▶ [AUSGANGSTEXT]
----

Tatsächlich ist Asturien wieder einiges schöner zu laufen als die langen Aspahltstrecken in der Nachbarregion. Ich schlafe in der Hängematte mit Blick aufs Meer, morgenwandere unter einem unendlichen Sternenhimmel, bade an Stränden, laufe durch Eukalyptuswälder, stets mit den Piques de Europa in Sichtweite. Und während das belgische Rentnerpärchen, die mir seit einigen Tagen immer über den Weg laufen, auch den hässlichsten Straßenweg vorziehen, so lange der Weg schneller und die dort vorhanden Restaurants und Herbergen “sehr sauber und gar nicht teuer” sind (was ihr Hauptkriterium ist), lohnt es sich eben manchmal doch, sich Zeit und Kilometer zu gönnen.

----

▶ [LISTE]
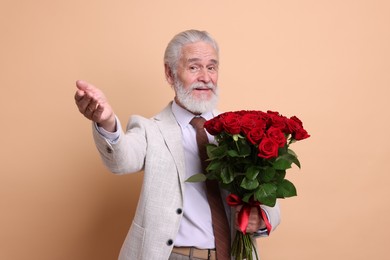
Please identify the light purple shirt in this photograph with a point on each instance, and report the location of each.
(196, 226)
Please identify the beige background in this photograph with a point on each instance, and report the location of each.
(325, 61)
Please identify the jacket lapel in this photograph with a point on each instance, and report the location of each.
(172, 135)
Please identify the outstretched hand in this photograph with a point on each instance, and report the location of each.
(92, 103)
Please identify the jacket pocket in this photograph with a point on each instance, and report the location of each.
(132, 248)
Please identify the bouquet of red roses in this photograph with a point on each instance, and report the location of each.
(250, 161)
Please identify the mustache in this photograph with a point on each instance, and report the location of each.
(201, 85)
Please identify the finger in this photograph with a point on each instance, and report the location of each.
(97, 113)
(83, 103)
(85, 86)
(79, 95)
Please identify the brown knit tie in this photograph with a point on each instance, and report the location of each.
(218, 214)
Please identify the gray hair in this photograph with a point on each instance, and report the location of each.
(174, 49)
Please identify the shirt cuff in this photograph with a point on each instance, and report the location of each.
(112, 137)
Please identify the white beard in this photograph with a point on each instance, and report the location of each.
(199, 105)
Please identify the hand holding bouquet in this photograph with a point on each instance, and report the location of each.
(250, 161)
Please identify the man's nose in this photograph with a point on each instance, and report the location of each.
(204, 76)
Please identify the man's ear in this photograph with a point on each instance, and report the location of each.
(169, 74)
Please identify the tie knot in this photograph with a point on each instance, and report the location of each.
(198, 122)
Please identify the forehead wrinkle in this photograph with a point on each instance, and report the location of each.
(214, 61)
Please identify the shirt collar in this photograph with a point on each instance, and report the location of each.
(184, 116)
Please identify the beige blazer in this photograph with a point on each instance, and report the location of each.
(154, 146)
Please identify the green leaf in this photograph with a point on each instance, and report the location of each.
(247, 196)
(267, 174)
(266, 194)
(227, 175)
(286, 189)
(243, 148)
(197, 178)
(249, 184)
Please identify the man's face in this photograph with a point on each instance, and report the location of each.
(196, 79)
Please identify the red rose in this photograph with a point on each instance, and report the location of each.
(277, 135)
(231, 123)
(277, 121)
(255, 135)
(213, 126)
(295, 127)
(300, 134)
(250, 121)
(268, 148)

----

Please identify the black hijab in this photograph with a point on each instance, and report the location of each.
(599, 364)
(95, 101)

----

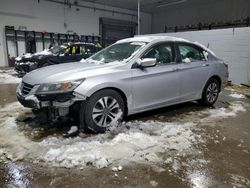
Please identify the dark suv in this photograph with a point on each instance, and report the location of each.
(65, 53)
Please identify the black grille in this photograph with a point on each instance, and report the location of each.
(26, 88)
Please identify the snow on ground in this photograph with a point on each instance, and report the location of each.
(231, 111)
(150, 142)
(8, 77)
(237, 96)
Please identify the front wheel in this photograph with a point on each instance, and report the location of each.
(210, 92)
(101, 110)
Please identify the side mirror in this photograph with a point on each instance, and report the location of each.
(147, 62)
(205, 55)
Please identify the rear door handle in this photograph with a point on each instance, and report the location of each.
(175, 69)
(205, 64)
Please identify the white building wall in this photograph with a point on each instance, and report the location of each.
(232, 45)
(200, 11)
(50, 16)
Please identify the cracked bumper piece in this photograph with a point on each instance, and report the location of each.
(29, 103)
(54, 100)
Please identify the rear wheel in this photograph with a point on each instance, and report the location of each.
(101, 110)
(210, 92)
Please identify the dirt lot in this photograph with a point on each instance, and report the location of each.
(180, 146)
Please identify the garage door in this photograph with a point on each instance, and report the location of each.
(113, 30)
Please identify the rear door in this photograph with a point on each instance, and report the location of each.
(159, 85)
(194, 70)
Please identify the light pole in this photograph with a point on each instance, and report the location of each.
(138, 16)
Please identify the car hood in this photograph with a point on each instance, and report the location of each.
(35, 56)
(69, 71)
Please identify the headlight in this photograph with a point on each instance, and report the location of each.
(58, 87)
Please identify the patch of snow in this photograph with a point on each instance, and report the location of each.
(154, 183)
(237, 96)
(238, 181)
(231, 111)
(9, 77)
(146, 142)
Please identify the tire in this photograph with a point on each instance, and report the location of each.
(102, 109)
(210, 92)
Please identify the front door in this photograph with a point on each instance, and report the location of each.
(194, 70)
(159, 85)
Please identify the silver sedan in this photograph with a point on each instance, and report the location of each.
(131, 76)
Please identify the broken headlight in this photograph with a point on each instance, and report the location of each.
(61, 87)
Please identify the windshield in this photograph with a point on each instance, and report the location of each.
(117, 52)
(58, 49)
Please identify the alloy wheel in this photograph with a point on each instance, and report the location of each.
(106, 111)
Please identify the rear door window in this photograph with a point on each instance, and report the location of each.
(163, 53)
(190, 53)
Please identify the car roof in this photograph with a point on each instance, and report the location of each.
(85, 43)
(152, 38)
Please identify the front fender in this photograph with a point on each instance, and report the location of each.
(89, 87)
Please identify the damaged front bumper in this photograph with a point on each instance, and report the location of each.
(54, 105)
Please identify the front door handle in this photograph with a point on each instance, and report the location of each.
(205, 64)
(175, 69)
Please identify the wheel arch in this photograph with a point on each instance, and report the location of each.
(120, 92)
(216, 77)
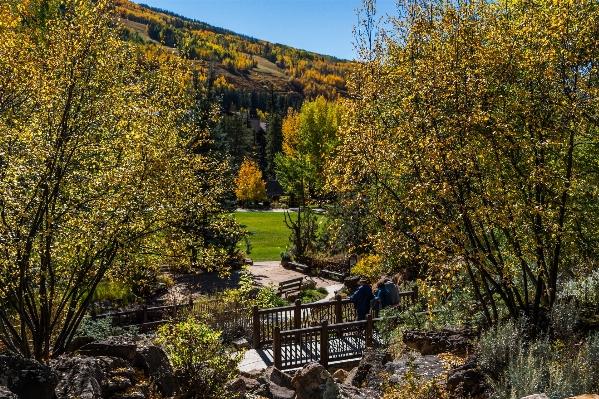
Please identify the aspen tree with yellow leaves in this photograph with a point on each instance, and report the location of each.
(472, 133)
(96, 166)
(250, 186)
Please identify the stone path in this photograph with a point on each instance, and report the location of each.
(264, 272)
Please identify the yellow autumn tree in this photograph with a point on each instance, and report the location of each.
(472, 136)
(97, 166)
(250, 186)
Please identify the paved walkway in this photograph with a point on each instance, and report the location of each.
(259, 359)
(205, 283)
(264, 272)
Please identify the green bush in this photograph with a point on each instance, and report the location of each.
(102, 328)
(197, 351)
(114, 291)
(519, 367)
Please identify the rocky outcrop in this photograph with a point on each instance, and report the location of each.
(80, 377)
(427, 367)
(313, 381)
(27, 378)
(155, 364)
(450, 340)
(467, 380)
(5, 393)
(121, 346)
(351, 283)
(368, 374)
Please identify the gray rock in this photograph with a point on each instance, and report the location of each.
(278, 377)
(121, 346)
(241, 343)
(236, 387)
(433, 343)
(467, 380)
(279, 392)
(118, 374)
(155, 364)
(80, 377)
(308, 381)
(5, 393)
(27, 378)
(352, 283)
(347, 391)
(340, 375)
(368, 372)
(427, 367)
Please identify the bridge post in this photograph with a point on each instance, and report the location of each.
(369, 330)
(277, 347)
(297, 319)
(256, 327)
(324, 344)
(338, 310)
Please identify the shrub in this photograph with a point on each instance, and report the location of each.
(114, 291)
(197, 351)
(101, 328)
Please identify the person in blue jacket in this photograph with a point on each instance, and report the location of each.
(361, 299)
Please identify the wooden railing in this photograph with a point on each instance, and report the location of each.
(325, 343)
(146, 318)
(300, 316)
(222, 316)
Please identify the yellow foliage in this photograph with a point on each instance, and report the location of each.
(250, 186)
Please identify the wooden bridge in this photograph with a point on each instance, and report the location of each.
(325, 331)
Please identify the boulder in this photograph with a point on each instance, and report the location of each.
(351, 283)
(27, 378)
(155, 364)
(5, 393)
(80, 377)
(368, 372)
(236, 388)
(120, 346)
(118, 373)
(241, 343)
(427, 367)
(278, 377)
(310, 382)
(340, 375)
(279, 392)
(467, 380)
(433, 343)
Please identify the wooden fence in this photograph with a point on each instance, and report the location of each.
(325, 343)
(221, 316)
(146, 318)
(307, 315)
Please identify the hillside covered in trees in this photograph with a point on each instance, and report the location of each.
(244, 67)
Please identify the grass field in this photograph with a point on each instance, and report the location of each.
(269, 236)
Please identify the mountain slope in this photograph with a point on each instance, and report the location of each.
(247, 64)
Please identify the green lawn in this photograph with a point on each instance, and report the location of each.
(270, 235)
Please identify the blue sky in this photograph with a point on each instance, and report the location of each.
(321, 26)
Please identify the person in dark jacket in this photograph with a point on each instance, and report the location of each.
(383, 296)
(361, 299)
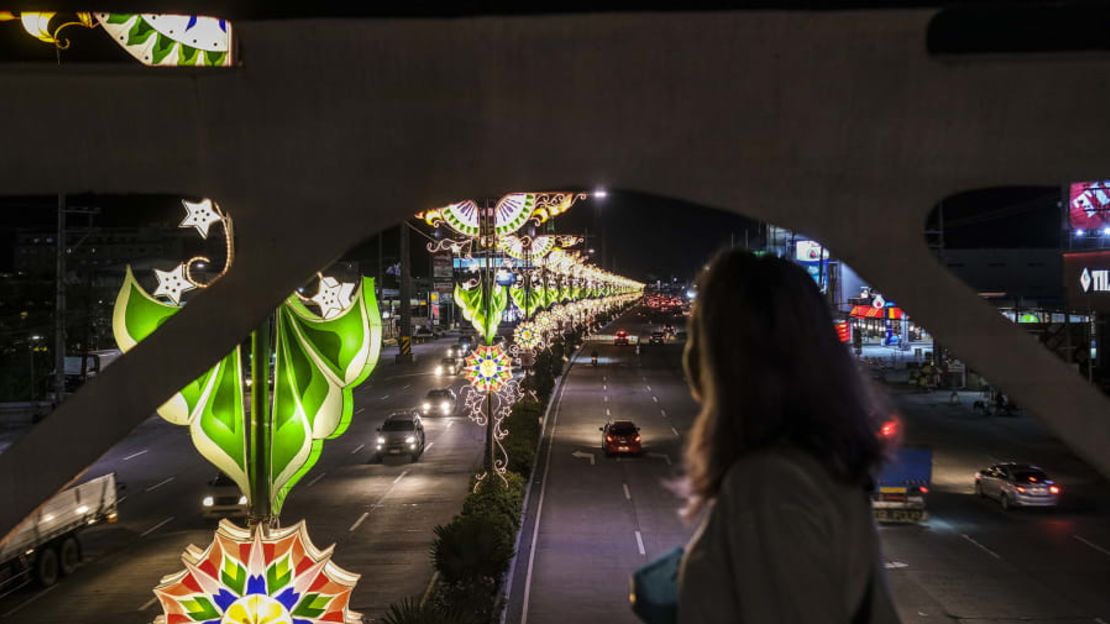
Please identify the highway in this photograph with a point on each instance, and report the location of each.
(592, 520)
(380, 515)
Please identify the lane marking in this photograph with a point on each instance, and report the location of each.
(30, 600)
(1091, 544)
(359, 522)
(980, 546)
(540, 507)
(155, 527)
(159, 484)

----

▶ [AUFGABE]
Schreibe aus dem Ausgangstext die Stelle von „Tatsächlich ist Asturien“ bis „Kilometer zu gönnen.“ wortgetreu ab. Die Liste stammt aus einer anderen Quelle als der Ausgangstext.

▶ [ANTWORT]
Tatsächlich ist Asturien wieder einiges schöner zu laufen als die langen Aspahltstrecken in der Nachbarregion. Ich schlafe in der Hängematte mit Blick aufs Meer, morgenwandere unter einem unendlichen Sternenhimmel, bade an Stränden, laufe durch Eukalyptuswälder, stets mit den Piques de Europa in Sichtweite. Und während das belgische Rentnerpärchen, die mir seit einigen Tagen immer über den Weg laufen, auch den hässlichsten Straßenweg vorziehen, so lange der Weg schneller und die dort vorhanden Restaurants und Herbergen “sehr sauber und gar nicht teuer” sind (was ihr Hauptkriterium ist), lohnt es sich eben manchmal doch, sich Zeit und Kilometer zu gönnen.